─── TRECHO
O Zé é um trabalhador assalariado, igual a grande maioria dos brasileiros. Como outros tantos dessa maioria, ama futebol, discute e flauteia com os colorados, joga a sua peladinha no fim-de-semana e junta uns trocados para ir ver seu time jogar. Zezinho, seu filho mais velho, nunca viu a Seleção Brasileira jogar ao vivo. Sempre vê pela TV com seus 3 irmãos menores. Zé passou o mês todo tentando fazer bicos para conseguir comprar ingressos para levar seu filho para o Beira-Rio. Não conseguiu. A opção seria ver o treino, mas tinha que trabalhar no sábado para garantir o sustento da família. Lhe faltaria tempo. Outro problema seria trocar os alimentos não-perecíveis pelos ingressos do treino, por motivos óbvios. Ele teve uma idéia. Pegou o guri, botou uma camiseta canarinho que comprou de um camelô, disse "Hoje nós vamos ver a seleção, Zezinho" e cedo se tocou de ônibus da Restinga pro Hotel Deville. Chegando lá, tinha bastante gente, mas nenhuma multidão. Zezinho estranhou que estavam todos do lado de fora. O pai, preocupado, chegou num brigadiano e perguntou: "Dá pra ver os boleiros?". A resposta foi que nem na grama verdinha do hotel poderiam pisar. "E aí pai?", "Vamos ficar por aqui filho, de repente eles vêm dar um alô pra galera". Ali ficaram e nem o massagista deu alô. Lá dentro, só hóspedes, jogadores e credenciados da CBF. Um jornalista perguntou pro Roberto Carlos (o lateral que usa brincos com brilhantes que podem ser vistos da arquibancada durante um jogo, mas que um dia já foi o Robertinho, filho do seu Oscar, o lavrador) "Não tá faltando contato com o povo?". A resposta "Não, tá bom assim". Perto dali, Juan, o zagueiro que lê livros de história e fala "Aqui, o racismo é mascarado. Não é só a questão racial que preocupa, é a questão social do pobre, negro ou branco", tirava fotos com duas crianças mais afortunadas e credenciadas. Gilmar Veloz Filho, Théo e Raul Stédile disputavam quem conseguia mais autógrafos dos jogadores. Depois de um tempão, lá fora, no sol, Zé e Zezinho abanaram para um ônibus com insulfilm em todas as janelas. Nem a vitória de 4 x 1 serviu pra colocar um sorriso no rosto de Zezinho.
──────
─── REGISTROS EXIBIDOS
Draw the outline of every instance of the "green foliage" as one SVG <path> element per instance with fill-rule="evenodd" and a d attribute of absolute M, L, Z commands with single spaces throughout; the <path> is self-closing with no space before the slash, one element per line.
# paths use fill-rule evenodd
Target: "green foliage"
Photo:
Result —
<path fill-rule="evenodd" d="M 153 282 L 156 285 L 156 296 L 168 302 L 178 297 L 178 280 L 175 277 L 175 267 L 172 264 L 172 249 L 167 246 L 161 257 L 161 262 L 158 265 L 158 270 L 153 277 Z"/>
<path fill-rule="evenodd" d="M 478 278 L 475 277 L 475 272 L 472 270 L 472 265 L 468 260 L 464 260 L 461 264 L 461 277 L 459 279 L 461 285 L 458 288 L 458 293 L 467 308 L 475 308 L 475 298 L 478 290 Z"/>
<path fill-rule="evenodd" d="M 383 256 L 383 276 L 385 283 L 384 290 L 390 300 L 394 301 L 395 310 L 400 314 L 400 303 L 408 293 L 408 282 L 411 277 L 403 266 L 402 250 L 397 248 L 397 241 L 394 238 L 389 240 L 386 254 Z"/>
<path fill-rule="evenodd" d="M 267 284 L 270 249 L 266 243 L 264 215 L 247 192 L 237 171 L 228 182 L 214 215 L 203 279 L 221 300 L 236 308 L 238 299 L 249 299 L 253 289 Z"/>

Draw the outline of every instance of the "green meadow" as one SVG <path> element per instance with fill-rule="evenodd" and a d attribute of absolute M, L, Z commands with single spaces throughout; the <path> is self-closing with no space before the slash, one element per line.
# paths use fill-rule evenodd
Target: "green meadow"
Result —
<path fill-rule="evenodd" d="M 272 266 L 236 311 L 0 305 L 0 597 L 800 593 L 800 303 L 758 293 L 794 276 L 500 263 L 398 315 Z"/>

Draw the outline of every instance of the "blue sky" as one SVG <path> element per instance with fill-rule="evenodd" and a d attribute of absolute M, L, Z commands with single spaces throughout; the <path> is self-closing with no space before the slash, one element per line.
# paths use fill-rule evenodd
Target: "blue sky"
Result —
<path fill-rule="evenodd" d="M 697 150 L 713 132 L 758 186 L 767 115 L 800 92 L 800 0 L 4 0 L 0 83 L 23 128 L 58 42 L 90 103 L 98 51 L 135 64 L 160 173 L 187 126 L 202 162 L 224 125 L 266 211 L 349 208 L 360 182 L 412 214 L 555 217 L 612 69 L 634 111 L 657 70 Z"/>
──────
=== O QUE SE PEDE ===
Com base no trecho sobre Zé e Zezinho, responda:
1. De onde Zé e Zezinho partiram de ônibus e para onde se dirigiram?
2. Que resposta Roberto Carlos deu ao jornalista que perguntou se faltava contato com o povo?
3. Qual foi o placar da vitória citada na última frase?
Os registros apresentados não têm qualquer função nesta atividade.

=== RESPOSTA COMPLETA ===
1. Partiram da Restinga e se dirigiram ao Hotel Deville.
2. "Não, tá bom assim".
3. 4 x 1.